» THE EXERCISE
Can you restate the records below word for word?
=== DATA SUPPLIED ===
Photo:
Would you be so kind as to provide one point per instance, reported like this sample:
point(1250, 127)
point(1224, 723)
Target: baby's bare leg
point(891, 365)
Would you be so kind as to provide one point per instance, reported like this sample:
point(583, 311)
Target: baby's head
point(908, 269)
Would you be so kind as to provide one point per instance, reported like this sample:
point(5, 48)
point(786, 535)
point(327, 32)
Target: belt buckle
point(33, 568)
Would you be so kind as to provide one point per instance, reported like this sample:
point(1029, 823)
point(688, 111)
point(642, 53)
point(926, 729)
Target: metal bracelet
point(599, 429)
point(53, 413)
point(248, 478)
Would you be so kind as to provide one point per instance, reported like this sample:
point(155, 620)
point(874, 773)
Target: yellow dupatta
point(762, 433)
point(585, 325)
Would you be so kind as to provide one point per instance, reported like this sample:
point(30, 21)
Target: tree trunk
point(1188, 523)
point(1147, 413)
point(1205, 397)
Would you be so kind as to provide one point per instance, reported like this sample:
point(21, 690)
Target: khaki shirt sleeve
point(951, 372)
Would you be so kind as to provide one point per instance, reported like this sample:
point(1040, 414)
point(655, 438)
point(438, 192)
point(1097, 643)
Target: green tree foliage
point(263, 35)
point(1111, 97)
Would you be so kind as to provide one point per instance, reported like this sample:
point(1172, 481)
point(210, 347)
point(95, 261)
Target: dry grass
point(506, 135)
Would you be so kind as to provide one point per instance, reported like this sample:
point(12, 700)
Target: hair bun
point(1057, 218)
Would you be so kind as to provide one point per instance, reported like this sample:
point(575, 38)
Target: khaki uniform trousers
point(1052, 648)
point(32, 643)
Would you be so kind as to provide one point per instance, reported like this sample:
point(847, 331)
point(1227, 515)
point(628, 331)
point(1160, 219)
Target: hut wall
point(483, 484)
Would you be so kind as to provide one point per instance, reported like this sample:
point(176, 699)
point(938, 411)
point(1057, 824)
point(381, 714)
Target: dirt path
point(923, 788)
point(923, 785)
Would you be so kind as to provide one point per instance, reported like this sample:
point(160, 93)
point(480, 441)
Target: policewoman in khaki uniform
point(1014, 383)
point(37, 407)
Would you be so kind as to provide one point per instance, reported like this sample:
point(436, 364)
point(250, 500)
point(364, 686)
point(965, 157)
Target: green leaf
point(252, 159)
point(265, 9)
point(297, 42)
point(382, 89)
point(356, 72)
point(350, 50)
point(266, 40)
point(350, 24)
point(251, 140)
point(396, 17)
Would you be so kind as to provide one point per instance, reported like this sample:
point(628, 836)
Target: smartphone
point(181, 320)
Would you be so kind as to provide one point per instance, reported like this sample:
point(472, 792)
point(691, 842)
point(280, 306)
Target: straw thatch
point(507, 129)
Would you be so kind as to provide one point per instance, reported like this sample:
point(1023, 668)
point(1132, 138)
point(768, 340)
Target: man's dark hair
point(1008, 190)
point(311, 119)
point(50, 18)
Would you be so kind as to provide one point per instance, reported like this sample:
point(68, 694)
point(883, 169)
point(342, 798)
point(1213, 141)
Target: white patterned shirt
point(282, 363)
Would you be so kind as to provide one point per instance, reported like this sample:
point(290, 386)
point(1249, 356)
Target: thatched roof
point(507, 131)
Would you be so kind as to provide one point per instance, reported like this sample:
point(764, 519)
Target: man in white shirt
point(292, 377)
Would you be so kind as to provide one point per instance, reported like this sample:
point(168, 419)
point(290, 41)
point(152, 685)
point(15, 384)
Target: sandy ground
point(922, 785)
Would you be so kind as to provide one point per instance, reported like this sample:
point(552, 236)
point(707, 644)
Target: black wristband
===
» RESULT OF THE TASK
Photo:
Would you be so kind as to provide one point per instance, reported like this sample:
point(1250, 127)
point(1224, 723)
Target: baby's bare leg
point(891, 365)
Would you be so kind as to provide one point per instance, reported like this sample:
point(583, 311)
Target: baby's head
point(908, 269)
Would you be so kind as to provide one point per instance, reported like this sample:
point(5, 48)
point(786, 535)
point(327, 32)
Target: belt buckle
point(33, 568)
Would you be so kind as to provide one point per instance, reported like this sample:
point(1029, 823)
point(688, 111)
point(642, 53)
point(926, 729)
Target: metal bracelet
point(599, 429)
point(53, 413)
point(248, 478)
Would you be so kind as to provide one point per instance, reported like this sample:
point(155, 620)
point(874, 773)
Target: yellow dupatta
point(762, 433)
point(585, 325)
Would you be so kind as to provide one point per instance, reported like this sample:
point(30, 21)
Target: tree trunk
point(1188, 523)
point(1147, 413)
point(1205, 397)
Would you be so kind as to provide one point per instance, reported like this sample:
point(21, 690)
Target: khaki shirt sleeve
point(951, 372)
Would you be so kind as to provide one point per instance, reported like this sample:
point(1040, 414)
point(655, 438)
point(438, 192)
point(1097, 643)
Target: green tree foliage
point(263, 35)
point(1111, 97)
Would you be so kind as to provide one point per instance, reported like this sample:
point(1172, 481)
point(210, 347)
point(95, 261)
Target: dry grass
point(506, 135)
Would you be so kind as to provide one point per instance, reported like this sample:
point(12, 700)
Target: hair bun
point(1057, 218)
Would you be so kind as to provide one point per instance, reported like this sample:
point(575, 38)
Target: khaki uniform trousers
point(1052, 648)
point(32, 643)
Would you be so kind as to provide one point per instance, reported like this sample:
point(847, 331)
point(1227, 515)
point(628, 331)
point(1160, 219)
Target: hut wall
point(483, 484)
Would you be so kind as to provide one point per instance, reported like this sample:
point(176, 699)
point(938, 411)
point(1057, 824)
point(381, 714)
Target: dirt path
point(923, 788)
point(923, 785)
Would you be so kind as to provide one point per instance, reported like this sample:
point(160, 93)
point(480, 441)
Target: policewoman in khaki uniform
point(1014, 383)
point(37, 407)
Would you be so kind as to provide one point per instance, reported like this sample:
point(436, 364)
point(250, 500)
point(364, 686)
point(965, 157)
Target: green leaf
point(252, 159)
point(265, 9)
point(297, 42)
point(382, 89)
point(356, 72)
point(350, 50)
point(266, 40)
point(350, 24)
point(251, 140)
point(396, 17)
Would you be so kind as to provide one point per instance, reported like this sample:
point(628, 836)
Target: smartphone
point(181, 320)
Would you be so kind as to provide one point per instance, reported like this sample:
point(472, 792)
point(691, 842)
point(280, 306)
Target: straw thatch
point(507, 129)
Would you be so kind as to provide one point per instance, reported like this sample:
point(1023, 668)
point(1132, 138)
point(768, 340)
Target: man's dark hair
point(1008, 190)
point(311, 119)
point(50, 18)
Would you be so kind as to provide one point per instance, reported like this sample:
point(68, 694)
point(883, 169)
point(342, 798)
point(1213, 141)
Target: white patterned shirt
point(282, 363)
Would you be so kind as to provide one point per instance, reported like this sample:
point(290, 386)
point(1249, 356)
Target: thatched roof
point(507, 131)
Would you be so kind as to provide one point per instance, reported like this sample:
point(764, 519)
Target: man in white shirt
point(292, 377)
Would you be so kind as to provide one point per instance, reported like this sample:
point(168, 419)
point(290, 41)
point(152, 685)
point(15, 384)
Target: sandy ground
point(922, 785)
Would you be so kind as to provide one point per instance, reported like this sample:
point(552, 236)
point(707, 644)
Target: black wristband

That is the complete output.